* Lesetext *
------------------------------

Es antworten Dr. Angela Dorrough & Dr. Dorothee Mischkowski, Social Cognition Center Cologne

Es antworten die Postdoktorandinnen Dr. Angela Dorrough und Dr. Dorothee Mischkowski der Abteilung Sozialpsychologie des Social Cognition Centers Cologne der Humanwissenschaftlichen Fakultät. 
 

Während der andauernden Coronapandemie können wir beobachten, dass Menschen für ältere Mitmenschen Einkäufe erledigen oder sich zu Telefongesprächen gegen deren Einsamkeit verabreden. Ähnliche Wellen des uneigennützigen Verhaltens, auch prosozial oder altruistisch genannt, erfahren wir auch in anderen Ausnahmesituationen. Etwa, als 2015 viele geflüchtete Menschen nach Deutschland kamen, oder aktuell in ganz Europa in Anbetracht der Geflüchteten aus der Ukraine. Aber nicht nur in Zeiten besonderer gesellschaftlicher Herausforderung verhalten sich Menschen uneigennützig, wie man an zahlreichen Ehrenämtern oder Spenden sieht. Doch warum ist das so?

Die Forschung hat verschiedene Gründe dafür identifiziert: Es gibt Personen, die einen »altruistischeren Charakter« haben als andere. Doch auch die Eigenschaften der Person, die uneigennütziges Verhalten erfährt, sind nicht unwichtig. Wird diese Person als hilfebedürftig oder verletzlich wahrgenommen oder gehört sie zur eigenen Gruppe (teilt sie etwa die gleiche Nationalität), wird ihr mit größerer Wahrscheinlichkeit verstärkt uneigennütziges Verhalten zuteil. Außerdem scheint es wichtig zu sein, wie die beiden Personen zueinanderstehen. Sind sie einander ähnlich oder gehören sie gar zu einer Familie, ist uneigennütziges Verhalten häufiger zu beobachten. Auch dies zeigt sich derzeit in dem unterschiedlichen Umgang mit Geflüchteten aus Europa und anderen Teilen der Erde.

------------------------------

* Gegebenes Material *
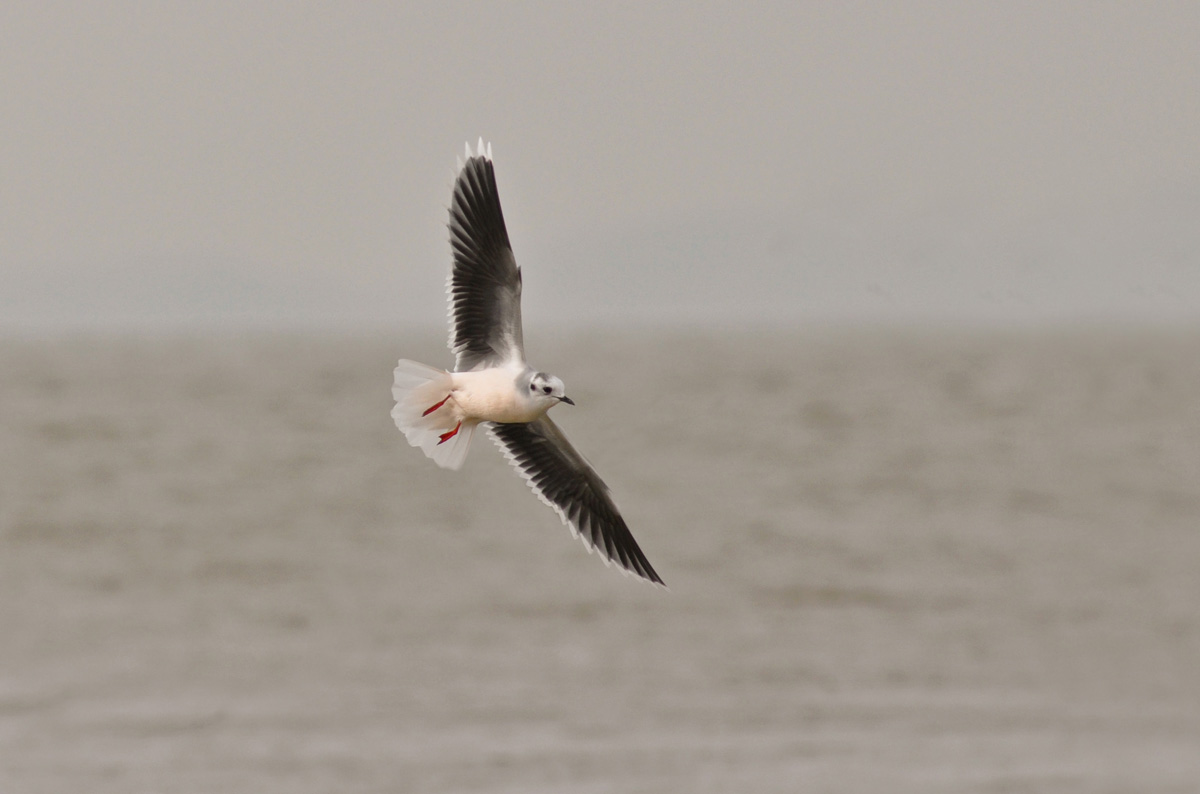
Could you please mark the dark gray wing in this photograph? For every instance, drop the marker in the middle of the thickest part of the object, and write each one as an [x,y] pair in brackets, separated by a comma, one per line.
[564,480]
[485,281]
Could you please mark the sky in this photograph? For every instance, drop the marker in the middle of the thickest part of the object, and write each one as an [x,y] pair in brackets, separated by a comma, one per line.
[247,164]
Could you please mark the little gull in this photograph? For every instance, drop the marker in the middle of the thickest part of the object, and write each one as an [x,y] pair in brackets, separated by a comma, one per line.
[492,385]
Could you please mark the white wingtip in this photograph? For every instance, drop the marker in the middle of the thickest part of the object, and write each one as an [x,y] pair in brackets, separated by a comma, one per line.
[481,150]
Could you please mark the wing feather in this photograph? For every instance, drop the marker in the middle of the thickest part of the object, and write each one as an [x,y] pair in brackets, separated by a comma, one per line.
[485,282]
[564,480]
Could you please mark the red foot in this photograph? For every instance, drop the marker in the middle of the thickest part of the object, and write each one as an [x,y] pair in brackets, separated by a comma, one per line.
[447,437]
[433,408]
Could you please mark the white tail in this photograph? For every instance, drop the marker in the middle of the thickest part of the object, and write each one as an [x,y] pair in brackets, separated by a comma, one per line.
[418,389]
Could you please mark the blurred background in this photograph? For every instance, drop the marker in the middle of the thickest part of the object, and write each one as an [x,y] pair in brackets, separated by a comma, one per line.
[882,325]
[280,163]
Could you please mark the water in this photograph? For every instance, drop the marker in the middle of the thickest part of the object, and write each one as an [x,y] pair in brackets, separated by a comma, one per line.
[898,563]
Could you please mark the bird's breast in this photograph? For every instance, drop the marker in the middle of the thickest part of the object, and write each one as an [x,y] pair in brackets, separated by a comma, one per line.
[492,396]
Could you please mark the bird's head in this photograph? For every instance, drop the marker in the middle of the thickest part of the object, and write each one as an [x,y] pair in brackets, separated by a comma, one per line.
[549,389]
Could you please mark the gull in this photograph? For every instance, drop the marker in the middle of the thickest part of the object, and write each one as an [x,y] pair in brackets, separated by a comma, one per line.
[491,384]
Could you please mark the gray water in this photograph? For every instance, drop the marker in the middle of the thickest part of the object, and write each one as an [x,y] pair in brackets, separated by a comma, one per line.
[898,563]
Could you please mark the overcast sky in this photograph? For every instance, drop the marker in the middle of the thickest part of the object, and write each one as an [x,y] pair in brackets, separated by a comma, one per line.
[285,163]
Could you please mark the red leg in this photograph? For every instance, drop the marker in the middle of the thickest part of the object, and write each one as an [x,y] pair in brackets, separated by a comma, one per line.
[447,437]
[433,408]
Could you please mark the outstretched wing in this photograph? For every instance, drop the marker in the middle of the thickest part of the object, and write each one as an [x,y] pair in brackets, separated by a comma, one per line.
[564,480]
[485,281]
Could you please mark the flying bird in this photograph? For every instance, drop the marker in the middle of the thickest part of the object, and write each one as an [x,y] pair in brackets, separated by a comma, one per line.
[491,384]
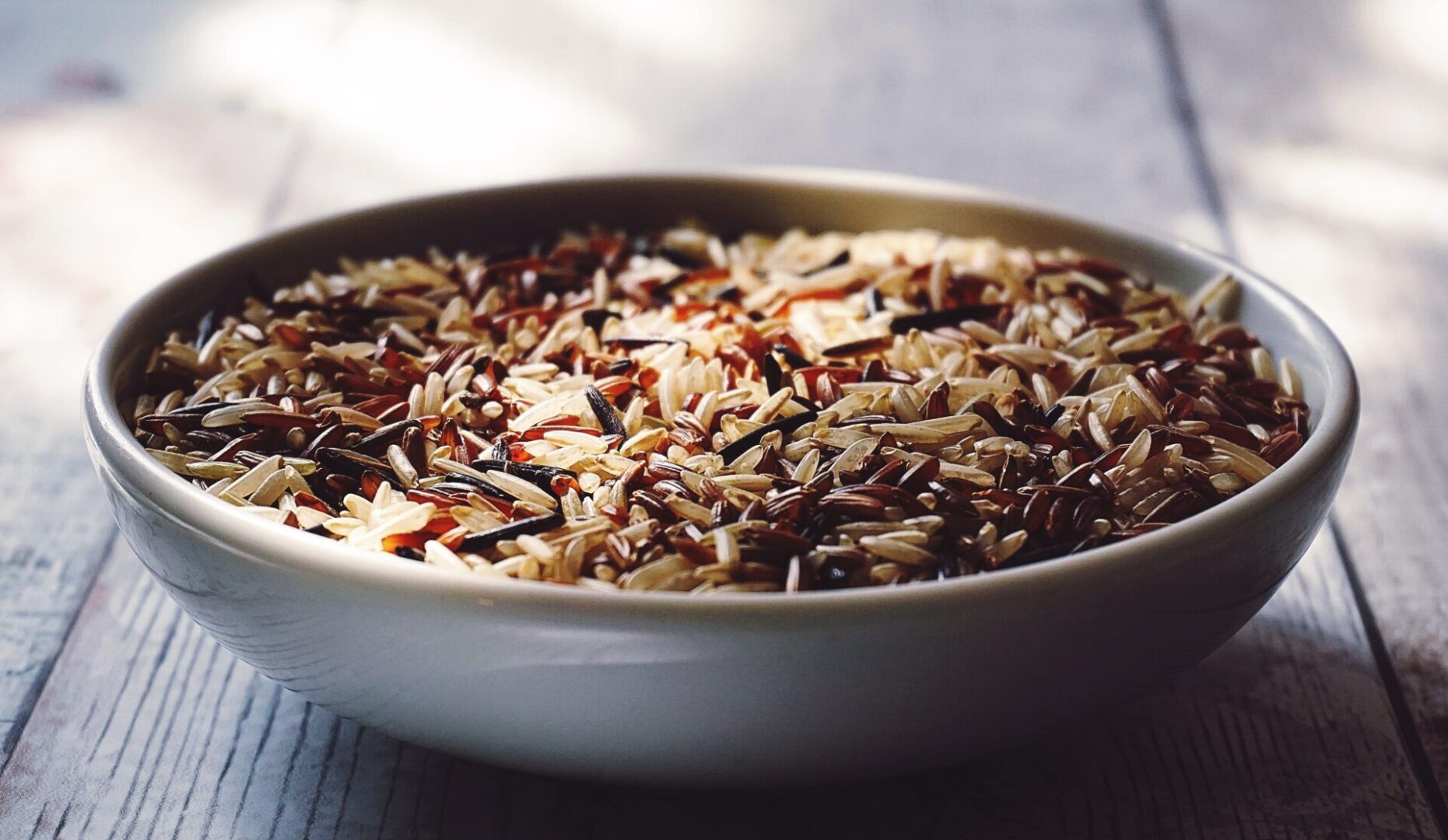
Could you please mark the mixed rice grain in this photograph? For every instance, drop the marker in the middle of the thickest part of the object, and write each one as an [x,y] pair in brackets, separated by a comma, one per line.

------------------------------

* Deine Aufgabe *
Schreib den Lesetext über uneigennütziges Verhalten ab seinem letzten Satz weiter. Das Material brauchst du hier nicht.

* Deine Antwort *
Auch situative Faktoren haben einen Einfluss auf Wohltaten: Verhalten sich in einer Gruppe oder Gesellschaft beispielsweise besonders viele Menschen altruistisch oder wird selbstbezogenes Verhalten bestraft, ist der/die Einzelne auch eher zu uneigennützigen Handlungen bereit – so bisherige Ergebnisse aus experimentellen Studien. Wissenschaftler:innen vermuten sogar, dass Weihnachten, Hungergefühle oder auch das Wetter mit dafür verantwortlich sein können, wie altruistisch Menschen sich verhalten. Kurz vor Weihnachten tendieren Menschen in der Regel eher zu prosozialem Verhalten, was sich unter anderem in erhöhtem Spendenverhalten widerspiegelt. Einige Studien zeigen zudem, dass schönes Wetter die Stimmung hebt, was wiederum zu weniger egozentrischem Verhalten führen könnte. Im Gegenzug wirkt sich Hunger eher negativ auf prosoziales Verhalten aus: Kinder sind beispielsweise weniger bereit zu teilen, wenn sie hungrig sind.

Aber ist »uneigennütziges Verhalten« wirklich so uneigennützig? Forschung hat gezeigt, dass wir uns ziemlich gut fühlen, wenn wir uns altruistisch verhalten. Wir sind zum Beispiel zufriedener, verspüren weniger Reue und haben weniger gemischte Gefühle als nach egoistischem Verhalten. Auch wollen andere zukünftig lieber mit uns interagieren, wenn sie ein solches Verhalten bei uns beobachten. Wir können also von einem Mehrwert für Alle, inklusive uns selbst, sprechen. Bei der nächsten Gelegenheit sollten wir somit die Chance zu einer uneigennützigen Handlung nutzen – auch in unserem eigenen Interesse!